• [TASK STATEMENT]:
Could you write out the records below again, starting with the line that contains "Where can the yellow flower cluster" and going on through the end of the records, with 25 added to both numbers of every coordinate pair listed under a "Query:" line? All other lines, including the coordinates shown before each "Query:" line, should stay unchanged.

• [SOURCE DATA]:

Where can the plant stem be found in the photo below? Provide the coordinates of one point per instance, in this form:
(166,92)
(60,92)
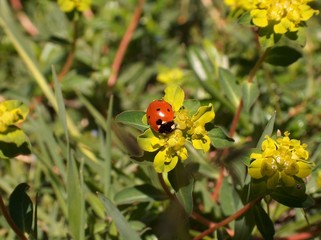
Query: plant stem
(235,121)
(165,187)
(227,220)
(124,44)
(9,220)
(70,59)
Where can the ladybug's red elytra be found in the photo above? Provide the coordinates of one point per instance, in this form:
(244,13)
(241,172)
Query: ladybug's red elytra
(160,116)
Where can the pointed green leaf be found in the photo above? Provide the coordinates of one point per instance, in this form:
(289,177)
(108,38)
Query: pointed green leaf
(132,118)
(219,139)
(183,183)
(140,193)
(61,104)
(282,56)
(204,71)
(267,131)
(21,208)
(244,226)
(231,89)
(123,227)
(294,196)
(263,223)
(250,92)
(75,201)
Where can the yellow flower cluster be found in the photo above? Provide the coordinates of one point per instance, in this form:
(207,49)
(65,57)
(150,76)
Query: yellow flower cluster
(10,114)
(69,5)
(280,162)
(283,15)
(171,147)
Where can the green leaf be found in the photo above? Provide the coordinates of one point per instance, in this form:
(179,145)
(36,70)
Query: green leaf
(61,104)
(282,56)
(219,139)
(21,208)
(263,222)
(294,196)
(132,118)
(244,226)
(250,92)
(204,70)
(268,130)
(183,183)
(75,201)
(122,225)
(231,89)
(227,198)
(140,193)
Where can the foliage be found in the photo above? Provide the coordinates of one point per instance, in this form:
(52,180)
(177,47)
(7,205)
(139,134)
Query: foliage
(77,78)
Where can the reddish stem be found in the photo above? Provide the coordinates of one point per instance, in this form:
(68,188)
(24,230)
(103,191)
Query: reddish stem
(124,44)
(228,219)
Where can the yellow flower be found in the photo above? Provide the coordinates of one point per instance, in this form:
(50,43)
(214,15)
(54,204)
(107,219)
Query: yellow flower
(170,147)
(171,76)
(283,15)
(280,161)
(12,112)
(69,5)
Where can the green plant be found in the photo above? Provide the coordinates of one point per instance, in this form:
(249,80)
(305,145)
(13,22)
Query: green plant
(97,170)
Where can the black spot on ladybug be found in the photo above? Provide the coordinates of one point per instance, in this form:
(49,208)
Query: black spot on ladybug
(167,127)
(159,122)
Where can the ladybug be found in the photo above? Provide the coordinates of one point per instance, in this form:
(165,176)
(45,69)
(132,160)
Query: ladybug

• [EXERCISE RESULT]:
Where can the yellow flower cluster be found in the photo above? Provide the coordinates of one point per instance, in this form:
(207,49)
(65,57)
(150,76)
Query: yellow flower cluster
(35,139)
(94,30)
(305,187)
(308,40)
(196,172)
Where can the green leaf be found in the photo above? Provide the coordinates of one point per instance, in this form:
(179,145)
(36,70)
Query: green leaf
(86,129)
(307,81)
(244,164)
(46,233)
(288,247)
(319,221)
(157,143)
(269,251)
(275,117)
(229,95)
(293,155)
(208,208)
(100,226)
(147,250)
(256,114)
(252,223)
(165,218)
Where can the foliage be found in the photo above? Provide the coordinates of one point per instance, in this form:
(52,180)
(177,47)
(7,205)
(139,134)
Query: foliage
(102,103)
Where can the reddish stem be found in the photo above? Provide the coordinates of one point per instance, in this form:
(68,188)
(24,230)
(103,191)
Query: reddish stem
(149,69)
(253,244)
Where can the yellow flower be found in the photo above? Provide the coordinates of one point per instance, in this form:
(50,43)
(214,15)
(54,204)
(107,219)
Query: yellow flower
(195,172)
(196,101)
(308,40)
(305,186)
(37,137)
(94,30)
Where can the green plant be found in the photo above? Provide the coordinates of one point per instance, in this form:
(249,80)
(305,145)
(13,22)
Query: green plant
(122,195)
Where can the black spot on ladybug be found in the photo above? Provide the coordinates of one point per instance, in this form:
(49,208)
Query: black spot on ladybug
(192,152)
(184,147)
Where can the ladybug be found in the photo above? Provide the coordinates of one point per instance, in this form:
(165,176)
(45,69)
(132,160)
Query: ladybug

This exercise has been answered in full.